Task to complete: Lay out all of the data below as a Markdown table with the columns "Row" and "Line", giving each non-blank line its own numbered row. Leave the pictures out.
## Begin Items
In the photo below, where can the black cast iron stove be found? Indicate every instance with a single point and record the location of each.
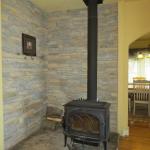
(87, 121)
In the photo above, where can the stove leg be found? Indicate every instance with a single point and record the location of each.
(105, 145)
(65, 141)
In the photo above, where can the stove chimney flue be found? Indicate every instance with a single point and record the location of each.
(92, 48)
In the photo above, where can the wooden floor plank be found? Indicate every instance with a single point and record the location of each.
(139, 139)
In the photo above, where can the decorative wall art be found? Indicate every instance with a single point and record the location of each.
(28, 45)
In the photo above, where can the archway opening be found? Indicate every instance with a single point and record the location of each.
(139, 82)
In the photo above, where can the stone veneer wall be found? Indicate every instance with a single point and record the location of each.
(23, 79)
(59, 72)
(67, 57)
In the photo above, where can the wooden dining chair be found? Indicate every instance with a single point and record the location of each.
(141, 96)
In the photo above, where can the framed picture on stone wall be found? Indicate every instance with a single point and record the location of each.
(28, 45)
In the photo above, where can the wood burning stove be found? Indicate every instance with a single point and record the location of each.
(87, 121)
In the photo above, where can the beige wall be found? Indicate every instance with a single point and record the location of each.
(1, 106)
(134, 22)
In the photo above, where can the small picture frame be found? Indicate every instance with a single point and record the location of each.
(28, 45)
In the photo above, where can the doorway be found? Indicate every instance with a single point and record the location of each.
(1, 100)
(139, 82)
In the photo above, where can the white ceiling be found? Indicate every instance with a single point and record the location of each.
(56, 5)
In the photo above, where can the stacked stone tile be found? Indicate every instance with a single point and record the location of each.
(23, 78)
(67, 57)
(59, 72)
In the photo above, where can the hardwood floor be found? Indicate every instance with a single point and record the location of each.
(139, 139)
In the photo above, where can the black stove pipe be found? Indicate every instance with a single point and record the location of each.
(92, 49)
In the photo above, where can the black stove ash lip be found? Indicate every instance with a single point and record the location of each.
(86, 103)
(98, 2)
## End Items
Full answer:
| Row | Line |
|---|---|
| 1 | In the photo below, where can the black cast iron stove be found? Indicate every instance with a single point and record the location of each. |
| 2 | (87, 121) |
| 3 | In the photo above, where can the stove leg be found? Indicate every instance with a single point and record the location of each. |
| 4 | (105, 145) |
| 5 | (65, 141) |
| 6 | In the photo above, where can the stove chimney flue be found? Indicate every instance with a single point and record the location of each. |
| 7 | (92, 48) |
| 8 | In the photo above, where can the wooden floor plank be found? Indicate every instance with a single point and record the location of each. |
| 9 | (139, 139) |
| 10 | In the photo above, where can the decorative wall art be found? Indicate every instance with a single point and record the location of each. |
| 11 | (28, 45) |
| 12 | In the photo above, where can the archway opening be found? Indicate every instance with a single point and record the location of each. |
| 13 | (139, 82) |
| 14 | In the photo above, where can the stone veneer wall be found? Indicate every instance with a single point and record the location of each. |
| 15 | (23, 79) |
| 16 | (59, 72) |
| 17 | (67, 57) |
| 18 | In the photo above, where can the wooden dining chair be found? Indicate every instance with a single point and record the location of each. |
| 19 | (141, 96) |
| 20 | In the photo above, where can the framed picture on stone wall be found? Indicate every instance with a single point and record the location of each. |
| 21 | (28, 45) |
| 22 | In the photo above, where can the wood burning stove be found? Indicate every instance with a single point and record the location of each. |
| 23 | (87, 121) |
| 24 | In the photo above, where can the beige wall be found? Indicate every instance with a single point and record the location of each. |
| 25 | (1, 106) |
| 26 | (134, 22) |
| 27 | In the photo above, where can the small picture frame be found? Indicate every instance with a single point and record the location of each. |
| 28 | (28, 45) |
| 29 | In the photo above, where can the doorway be found? Indicate every instance with a single point and record the location of each. |
| 30 | (1, 100) |
| 31 | (139, 82) |
| 32 | In the photo above, where can the white ceiling be found? Indicate every instance with a single point and record the location of each. |
| 33 | (56, 5) |
| 34 | In the photo above, where can the stacked stone tile be found? Indicate every instance with a single point and record the location of each. |
| 35 | (23, 78) |
| 36 | (67, 57) |
| 37 | (59, 72) |
| 38 | In the photo above, where can the hardwood floor be found? Indicate every instance with a single point and record the location of each. |
| 39 | (139, 139) |
| 40 | In the photo above, where can the black stove pipe be found? Indicate every instance with a single point and record the location of each. |
| 41 | (92, 49) |
| 42 | In the photo above, where can the black stove ash lip be found? Indicate every instance with a single point and record the location of each. |
| 43 | (86, 103) |
| 44 | (98, 2) |